=== WHAT IS NEEDED ===
Copy all lines below exactly as written. Leave pictures out.

=== EXERCISE INPUT ===
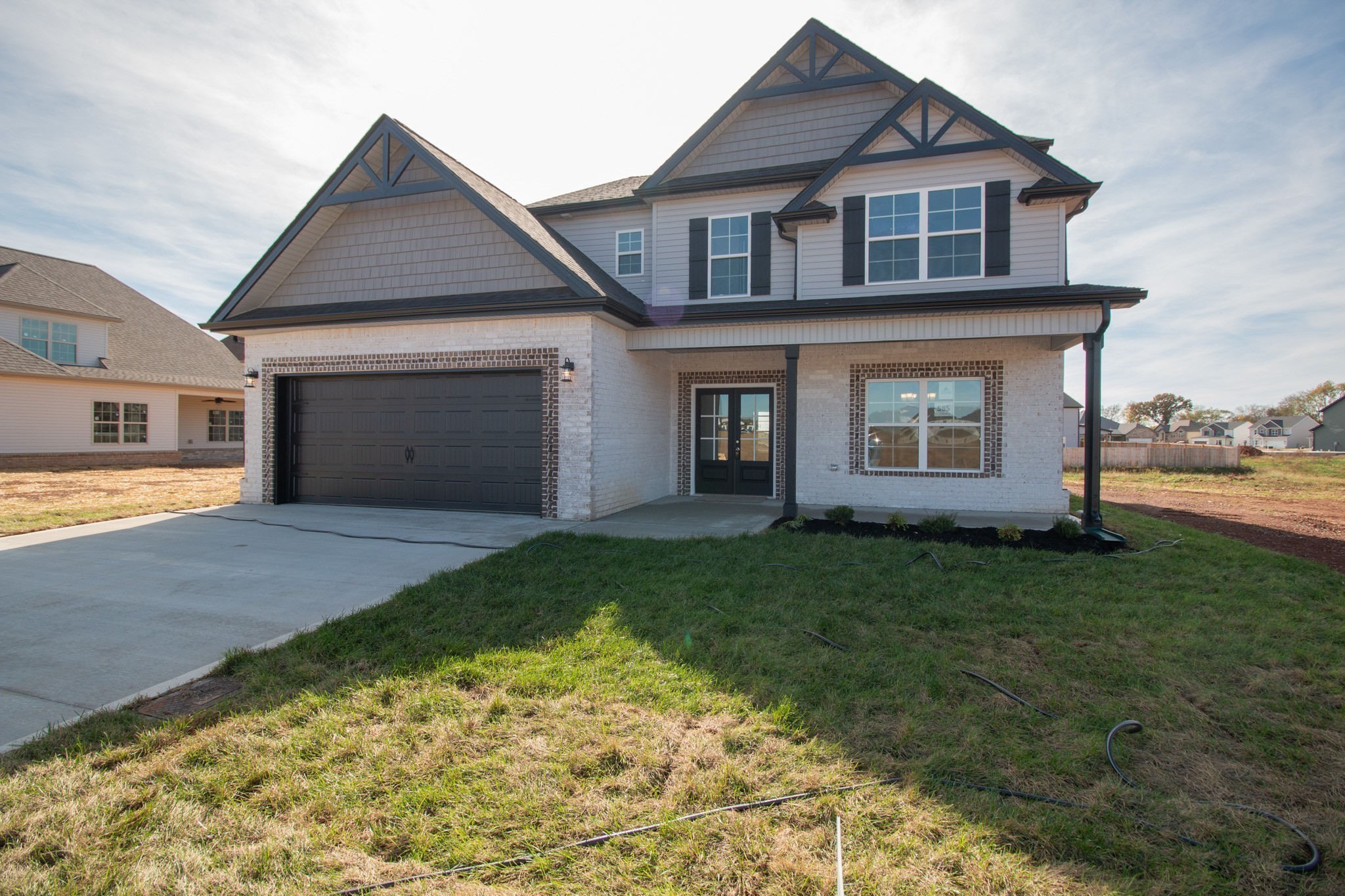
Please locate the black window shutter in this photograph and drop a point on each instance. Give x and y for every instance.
(761, 253)
(852, 234)
(997, 228)
(698, 259)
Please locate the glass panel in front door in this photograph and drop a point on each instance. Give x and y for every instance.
(755, 426)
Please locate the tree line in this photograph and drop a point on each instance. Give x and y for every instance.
(1165, 408)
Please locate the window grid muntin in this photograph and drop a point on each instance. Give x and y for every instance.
(925, 234)
(923, 425)
(734, 251)
(630, 253)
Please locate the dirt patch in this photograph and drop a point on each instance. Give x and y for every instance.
(1310, 528)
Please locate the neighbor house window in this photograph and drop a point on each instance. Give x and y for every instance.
(925, 425)
(121, 422)
(730, 245)
(630, 253)
(225, 426)
(925, 234)
(53, 341)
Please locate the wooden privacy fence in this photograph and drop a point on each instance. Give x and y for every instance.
(1160, 454)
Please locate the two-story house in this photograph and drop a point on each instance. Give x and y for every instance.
(93, 372)
(1282, 431)
(847, 286)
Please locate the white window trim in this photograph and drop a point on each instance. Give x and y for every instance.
(923, 236)
(711, 257)
(923, 423)
(617, 244)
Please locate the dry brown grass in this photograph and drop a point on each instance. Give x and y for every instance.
(33, 500)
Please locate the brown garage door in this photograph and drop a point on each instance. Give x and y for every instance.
(444, 441)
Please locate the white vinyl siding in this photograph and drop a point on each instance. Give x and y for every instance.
(791, 129)
(594, 234)
(671, 219)
(1036, 234)
(92, 341)
(410, 247)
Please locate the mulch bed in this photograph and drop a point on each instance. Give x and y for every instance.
(979, 538)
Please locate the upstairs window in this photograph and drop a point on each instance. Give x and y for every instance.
(53, 341)
(225, 426)
(926, 234)
(125, 422)
(730, 246)
(630, 253)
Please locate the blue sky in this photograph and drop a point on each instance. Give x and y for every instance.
(170, 142)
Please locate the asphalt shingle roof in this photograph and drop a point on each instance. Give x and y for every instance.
(146, 341)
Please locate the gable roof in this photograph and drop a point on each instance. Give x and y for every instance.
(994, 136)
(395, 148)
(146, 341)
(779, 77)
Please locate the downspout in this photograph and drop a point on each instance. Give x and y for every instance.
(779, 228)
(1091, 513)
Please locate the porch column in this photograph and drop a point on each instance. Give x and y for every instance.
(1091, 515)
(791, 426)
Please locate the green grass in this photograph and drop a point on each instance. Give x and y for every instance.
(536, 698)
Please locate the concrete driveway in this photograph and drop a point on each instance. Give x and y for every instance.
(95, 614)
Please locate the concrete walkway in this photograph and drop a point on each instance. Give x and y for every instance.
(101, 613)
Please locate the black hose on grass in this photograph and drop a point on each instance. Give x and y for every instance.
(602, 839)
(1017, 699)
(345, 535)
(821, 637)
(1314, 853)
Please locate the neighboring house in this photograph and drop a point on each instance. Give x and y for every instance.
(845, 288)
(1329, 436)
(1136, 433)
(1223, 433)
(1282, 431)
(95, 372)
(1072, 422)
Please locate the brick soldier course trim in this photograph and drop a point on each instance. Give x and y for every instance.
(686, 382)
(992, 412)
(544, 359)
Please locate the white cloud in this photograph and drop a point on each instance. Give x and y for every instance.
(171, 142)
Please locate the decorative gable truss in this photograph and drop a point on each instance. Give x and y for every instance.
(393, 161)
(929, 123)
(775, 113)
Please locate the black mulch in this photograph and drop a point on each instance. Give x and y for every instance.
(982, 536)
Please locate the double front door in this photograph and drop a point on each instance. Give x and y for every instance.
(734, 435)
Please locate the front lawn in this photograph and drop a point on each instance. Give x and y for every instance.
(33, 500)
(549, 694)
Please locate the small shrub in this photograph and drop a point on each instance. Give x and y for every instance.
(1067, 527)
(939, 523)
(841, 513)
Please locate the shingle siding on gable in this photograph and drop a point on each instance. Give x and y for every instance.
(1036, 234)
(795, 128)
(595, 236)
(410, 247)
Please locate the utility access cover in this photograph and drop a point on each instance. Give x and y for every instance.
(190, 698)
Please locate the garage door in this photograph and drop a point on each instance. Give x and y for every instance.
(445, 441)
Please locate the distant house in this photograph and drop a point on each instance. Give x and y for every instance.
(95, 372)
(1072, 422)
(1136, 433)
(1282, 431)
(1329, 436)
(1223, 433)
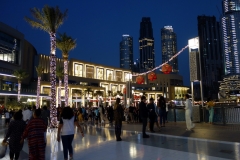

=== REPLY ===
Please locate the black window shutter in this photograph and drop a point on each instance. Give x and y for every instance.
(761, 253)
(852, 234)
(997, 228)
(698, 259)
Please locate the glass panel in front door in this photograph and drop a point on each instance. Give x and y for every instance.
(755, 426)
Please locate the tree line in this photograph and drop a point on each instance. Give x and y for every instance.
(1165, 408)
Please locate the window grid muntin in this photograph and drop a point on each instance. Give x and y for every instance.
(925, 234)
(923, 425)
(734, 251)
(630, 253)
Please locate the dirt patch in this photograph and drop a point on each instance. Give x and y for every instance.
(1310, 528)
Please locate the neighbor house window in this photograph and drop a point on each instance. Give x and y for every instance.
(925, 425)
(121, 422)
(730, 245)
(630, 253)
(225, 426)
(925, 234)
(53, 341)
Please locate the wooden privacy fence in this photograph and drop a point on each instance. Give x and y for every instance.
(1160, 454)
Please locate the two-story house in this photograph and drop a point on each instance. Give x and y for every instance.
(93, 372)
(1282, 431)
(847, 286)
Please locate the white window trim in this photograph and drop a point on each instance. Give x and y for every instance.
(923, 236)
(711, 257)
(923, 423)
(617, 244)
Please locate the dry brown grass in this photograph and drop a point on each instance. Give x and y for every instance.
(33, 500)
Please locate the brown garage door in this photograph and drop a point on each instance. Give x and y for every instance.
(444, 441)
Please locate the white vinyl siding in this photograph and drop a point on each instance. Give x and y for every instance.
(791, 129)
(594, 234)
(671, 219)
(1036, 234)
(92, 341)
(410, 247)
Please locate the mulch bed in this photograph and drop a point on each instance. Give x and y for every instance.
(979, 538)
Please locate the upstairs window in this photograph and drop a point on each instance. Give x and y for every instance.
(53, 341)
(225, 426)
(926, 234)
(125, 422)
(730, 246)
(630, 253)
Please locate the blue sky in this photograph and drop a point on each instance. Give x and y for every instance.
(170, 142)
Please locate the asphalt shingle roof in this photograph and drop a point on each instance. Give x and y for every instance.
(146, 341)
Please locate the gable roof in this photograph and drop a point on each instance. Give x and y for every instance.
(994, 136)
(395, 148)
(146, 341)
(779, 77)
Please locate the downspout in this photograph and drop a point on each instance. Give x and y for every instance.
(779, 228)
(1091, 513)
Please locate the porch column in this photograph and drop a point on each instance. Give x and y for every instance.
(1091, 515)
(791, 426)
Please locate the green grass in this photograph and drop a point on each instance. Give x and y for every instance.
(536, 698)
Please locate the concrete driveway in this photograph and drop a point on each instance. Give x and y for every instance.
(95, 614)
Please locate the concrete walkway in this photograph and drop a point on each instance. Give x and y for every instance.
(101, 613)
Please locate the black hose on grass in this photograph and drop a point on each instance. Give x and y for every instance.
(602, 839)
(1017, 699)
(345, 535)
(821, 637)
(1314, 853)
Please locate the neighboring house in this photograph and drop a point on each instance. Give x and y for every instance.
(845, 288)
(1329, 436)
(1136, 433)
(1223, 433)
(1282, 431)
(95, 372)
(1072, 422)
Please locate the brick soldier course trim in this photograph and drop a point on each instance. Give x and y for every instance.
(686, 382)
(992, 412)
(544, 359)
Please locate the white cloud in this photograph and drop a point on each instance. Give x and y for every instance.
(171, 142)
Please locate the decorative gable truss in this photograph and drop a point on each instance. Give x and y for every instance.
(393, 161)
(929, 123)
(775, 113)
Please locate the black mulch in this photograph and drop a point on each instance. Give x and y for every instance.
(982, 536)
Please locate the double front door in this photograph and drop a point on each instance. Give x and y for every instance.
(734, 435)
Please locate the front lawn in this photograph and drop a point on each instance. Give x and y for every instance.
(33, 500)
(549, 694)
Please locate the small shrub in this photograph and drop a point on each instance. Give x and y for every instance.
(1067, 527)
(939, 523)
(841, 513)
Please locate the shingle siding on gable in this photograph and drop a point on each instance. Give x and y for every instance.
(1036, 234)
(795, 128)
(595, 236)
(410, 247)
Please locate the utility access cover in this photograph and drop a point on each instance. Give x and y for every instance.
(190, 698)
Please locate the garage door in this photograph and drop a point on each instance. Give x and y for every instance.
(445, 441)
Please locate the distant house in this photograph and drop a point on each instance. Give x and y for every instance.
(95, 372)
(1072, 422)
(1136, 433)
(1282, 431)
(1329, 436)
(1223, 433)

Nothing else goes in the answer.